Given task:
Below are records; extract exactly the lines from the one containing "Where can the bridge arch" through the last, both included, and keep the pictures out.

Source data:
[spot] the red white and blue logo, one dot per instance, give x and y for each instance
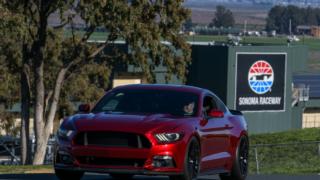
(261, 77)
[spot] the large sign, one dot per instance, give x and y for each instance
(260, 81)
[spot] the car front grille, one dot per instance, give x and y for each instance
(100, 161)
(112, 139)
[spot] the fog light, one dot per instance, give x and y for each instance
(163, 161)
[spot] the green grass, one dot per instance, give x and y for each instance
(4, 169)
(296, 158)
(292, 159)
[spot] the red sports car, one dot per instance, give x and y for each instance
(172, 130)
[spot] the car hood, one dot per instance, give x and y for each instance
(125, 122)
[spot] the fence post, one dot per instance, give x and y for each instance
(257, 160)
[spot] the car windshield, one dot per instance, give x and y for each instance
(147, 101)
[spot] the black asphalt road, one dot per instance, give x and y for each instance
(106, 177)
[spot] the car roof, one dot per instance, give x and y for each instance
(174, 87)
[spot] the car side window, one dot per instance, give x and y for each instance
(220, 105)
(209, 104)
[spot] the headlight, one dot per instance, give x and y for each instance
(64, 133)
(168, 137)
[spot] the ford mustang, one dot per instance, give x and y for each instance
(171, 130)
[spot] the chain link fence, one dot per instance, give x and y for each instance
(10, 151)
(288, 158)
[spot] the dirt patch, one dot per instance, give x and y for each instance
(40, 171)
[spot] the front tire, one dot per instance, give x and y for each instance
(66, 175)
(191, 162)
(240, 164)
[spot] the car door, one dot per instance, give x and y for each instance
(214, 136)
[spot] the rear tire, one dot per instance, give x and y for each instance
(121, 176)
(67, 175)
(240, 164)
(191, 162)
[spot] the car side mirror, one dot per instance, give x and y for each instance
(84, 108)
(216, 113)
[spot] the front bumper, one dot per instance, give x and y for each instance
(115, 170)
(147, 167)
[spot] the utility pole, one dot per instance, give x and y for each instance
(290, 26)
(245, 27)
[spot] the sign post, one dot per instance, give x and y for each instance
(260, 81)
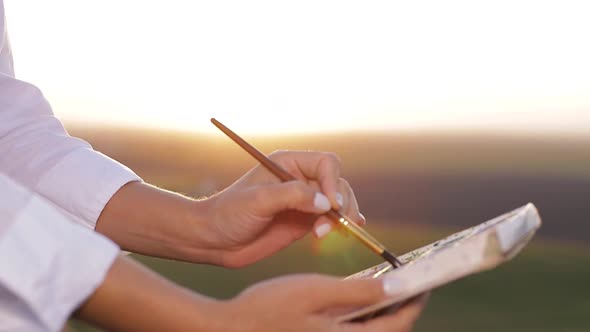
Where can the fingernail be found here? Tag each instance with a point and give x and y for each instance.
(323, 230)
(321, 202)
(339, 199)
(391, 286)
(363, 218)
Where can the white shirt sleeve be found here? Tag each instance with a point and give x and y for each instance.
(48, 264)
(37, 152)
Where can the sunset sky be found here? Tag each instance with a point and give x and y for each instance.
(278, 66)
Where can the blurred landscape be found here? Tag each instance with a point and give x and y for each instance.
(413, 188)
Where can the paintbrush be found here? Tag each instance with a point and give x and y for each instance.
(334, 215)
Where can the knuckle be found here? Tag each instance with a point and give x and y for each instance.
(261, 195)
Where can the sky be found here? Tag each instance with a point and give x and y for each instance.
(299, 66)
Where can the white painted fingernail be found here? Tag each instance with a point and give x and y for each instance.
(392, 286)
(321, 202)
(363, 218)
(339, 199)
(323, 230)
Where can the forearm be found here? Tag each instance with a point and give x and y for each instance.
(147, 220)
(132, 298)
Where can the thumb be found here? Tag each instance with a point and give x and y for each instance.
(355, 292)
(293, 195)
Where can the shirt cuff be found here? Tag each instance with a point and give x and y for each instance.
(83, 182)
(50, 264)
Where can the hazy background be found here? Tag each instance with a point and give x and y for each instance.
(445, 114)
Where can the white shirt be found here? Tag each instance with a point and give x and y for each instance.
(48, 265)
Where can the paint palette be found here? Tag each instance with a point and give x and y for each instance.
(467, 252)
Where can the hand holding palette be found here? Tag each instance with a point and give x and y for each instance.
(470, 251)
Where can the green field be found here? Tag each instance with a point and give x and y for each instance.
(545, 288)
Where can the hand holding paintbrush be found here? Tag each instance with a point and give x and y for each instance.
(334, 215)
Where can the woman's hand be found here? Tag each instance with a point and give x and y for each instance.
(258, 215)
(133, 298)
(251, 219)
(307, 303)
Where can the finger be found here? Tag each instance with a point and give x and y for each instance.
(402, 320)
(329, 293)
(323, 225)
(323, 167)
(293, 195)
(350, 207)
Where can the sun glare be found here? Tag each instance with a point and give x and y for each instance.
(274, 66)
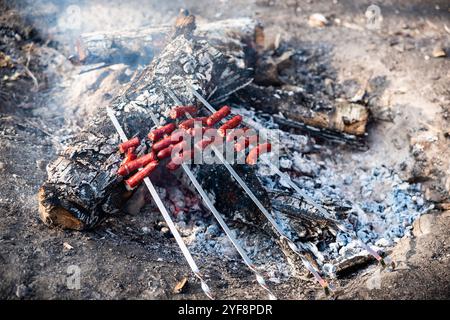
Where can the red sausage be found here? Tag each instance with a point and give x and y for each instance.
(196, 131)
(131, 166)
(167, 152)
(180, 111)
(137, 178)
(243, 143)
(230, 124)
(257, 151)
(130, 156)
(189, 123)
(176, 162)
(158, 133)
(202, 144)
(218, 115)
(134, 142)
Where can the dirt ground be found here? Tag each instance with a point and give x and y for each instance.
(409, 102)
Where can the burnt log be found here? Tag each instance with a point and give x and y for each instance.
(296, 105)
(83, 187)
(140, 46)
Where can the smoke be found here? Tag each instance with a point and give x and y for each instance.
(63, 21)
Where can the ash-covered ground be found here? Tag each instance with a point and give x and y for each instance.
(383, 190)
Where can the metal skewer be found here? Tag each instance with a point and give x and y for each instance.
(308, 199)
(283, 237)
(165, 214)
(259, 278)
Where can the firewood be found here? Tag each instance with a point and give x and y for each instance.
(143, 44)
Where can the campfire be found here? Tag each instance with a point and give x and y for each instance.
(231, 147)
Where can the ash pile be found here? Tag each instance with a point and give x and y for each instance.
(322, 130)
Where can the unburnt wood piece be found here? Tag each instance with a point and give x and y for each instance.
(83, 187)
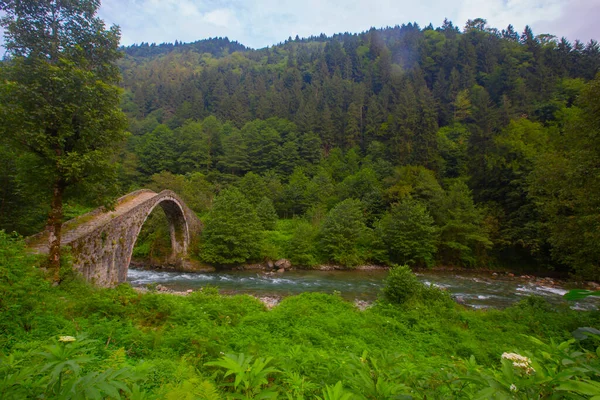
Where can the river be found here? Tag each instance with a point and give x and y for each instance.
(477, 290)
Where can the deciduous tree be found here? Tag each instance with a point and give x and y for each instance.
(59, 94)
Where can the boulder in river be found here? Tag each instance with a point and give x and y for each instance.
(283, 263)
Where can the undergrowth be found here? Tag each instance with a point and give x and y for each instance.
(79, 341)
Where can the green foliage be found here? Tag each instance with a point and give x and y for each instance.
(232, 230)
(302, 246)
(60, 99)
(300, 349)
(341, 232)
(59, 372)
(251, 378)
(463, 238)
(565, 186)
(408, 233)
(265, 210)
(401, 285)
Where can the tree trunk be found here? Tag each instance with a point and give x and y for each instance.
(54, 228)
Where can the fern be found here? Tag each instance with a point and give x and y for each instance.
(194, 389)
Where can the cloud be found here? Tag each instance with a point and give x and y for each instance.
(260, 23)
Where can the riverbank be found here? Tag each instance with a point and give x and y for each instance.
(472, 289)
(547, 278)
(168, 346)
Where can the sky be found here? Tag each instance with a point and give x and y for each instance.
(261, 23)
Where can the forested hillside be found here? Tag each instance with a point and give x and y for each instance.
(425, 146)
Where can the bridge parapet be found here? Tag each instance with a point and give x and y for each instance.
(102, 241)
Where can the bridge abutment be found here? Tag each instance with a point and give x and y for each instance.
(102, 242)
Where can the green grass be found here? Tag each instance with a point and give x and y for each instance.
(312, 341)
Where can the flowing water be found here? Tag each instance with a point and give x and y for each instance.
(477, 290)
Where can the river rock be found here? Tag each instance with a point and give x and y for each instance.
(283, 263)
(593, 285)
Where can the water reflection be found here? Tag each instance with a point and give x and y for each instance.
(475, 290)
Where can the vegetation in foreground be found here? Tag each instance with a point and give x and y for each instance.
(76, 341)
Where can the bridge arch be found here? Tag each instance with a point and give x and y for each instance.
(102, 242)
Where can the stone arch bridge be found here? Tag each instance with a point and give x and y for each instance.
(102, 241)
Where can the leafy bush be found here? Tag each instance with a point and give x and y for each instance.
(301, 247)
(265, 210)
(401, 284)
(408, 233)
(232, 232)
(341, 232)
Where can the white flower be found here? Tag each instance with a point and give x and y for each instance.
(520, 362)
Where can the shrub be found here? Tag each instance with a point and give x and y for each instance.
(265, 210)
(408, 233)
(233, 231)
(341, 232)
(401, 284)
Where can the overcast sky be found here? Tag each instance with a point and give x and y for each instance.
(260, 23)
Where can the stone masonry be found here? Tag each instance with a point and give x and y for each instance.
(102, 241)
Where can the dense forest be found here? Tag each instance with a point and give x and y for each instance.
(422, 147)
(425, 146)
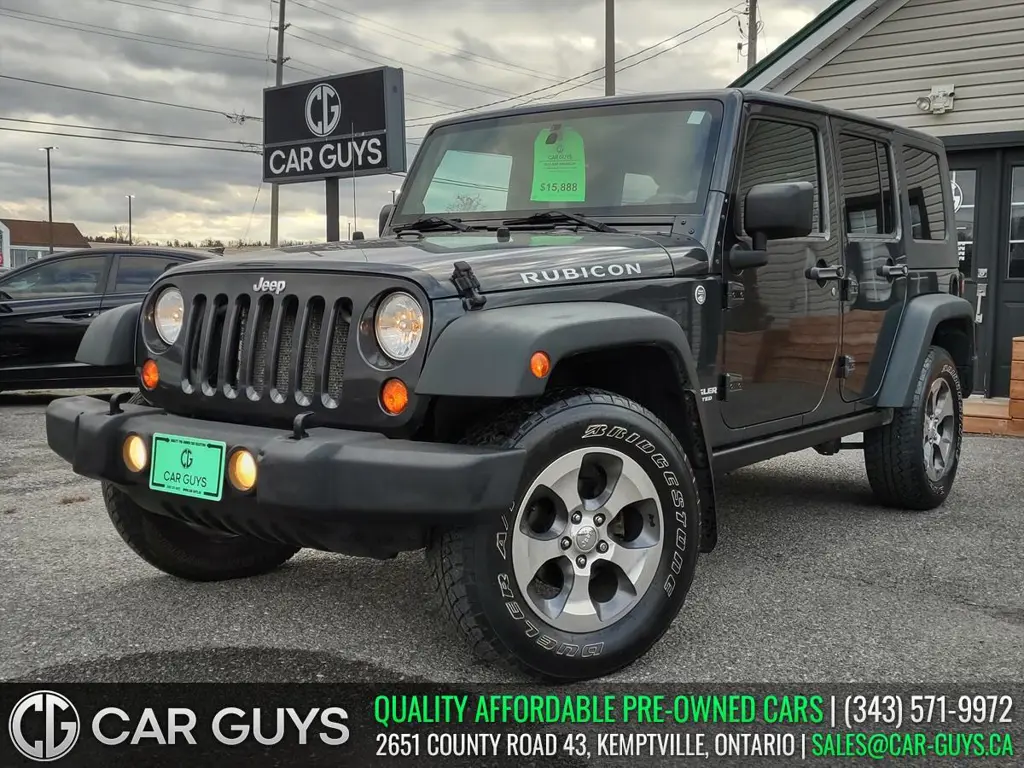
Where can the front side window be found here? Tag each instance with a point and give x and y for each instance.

Worked solution:
Where can the bridge arch be found here? Tag each instance with a point and give x and y for each instance.
(102, 242)
Where can the stone arch bridge be found here? Tag each instance with a point and give x and y for each instance.
(102, 241)
Where can the leafy bush be found here? Tag each instance with a point and give x and y for each instance.
(301, 247)
(265, 210)
(401, 284)
(408, 233)
(232, 232)
(341, 232)
Where can the white flower be found here? Tag each instance with a point and give x and y for each instance.
(520, 362)
Where can the shrub be found here? Tag each instance with a point and give x and y for each instance.
(265, 210)
(408, 233)
(233, 231)
(341, 232)
(401, 284)
Where can the overcast sky be found here? Tag each instance with a point and give x and y for each instance.
(260, 23)
Where can the stone masonry be found here? Tag each instance with a point and give x and y for each instance.
(102, 241)
Where can the dense forest be found here? Tag each instance with a point and give x and y for each instance.
(422, 147)
(425, 146)
Where can the front side window be found here? Tag each instance with a point and give x and y for each instance.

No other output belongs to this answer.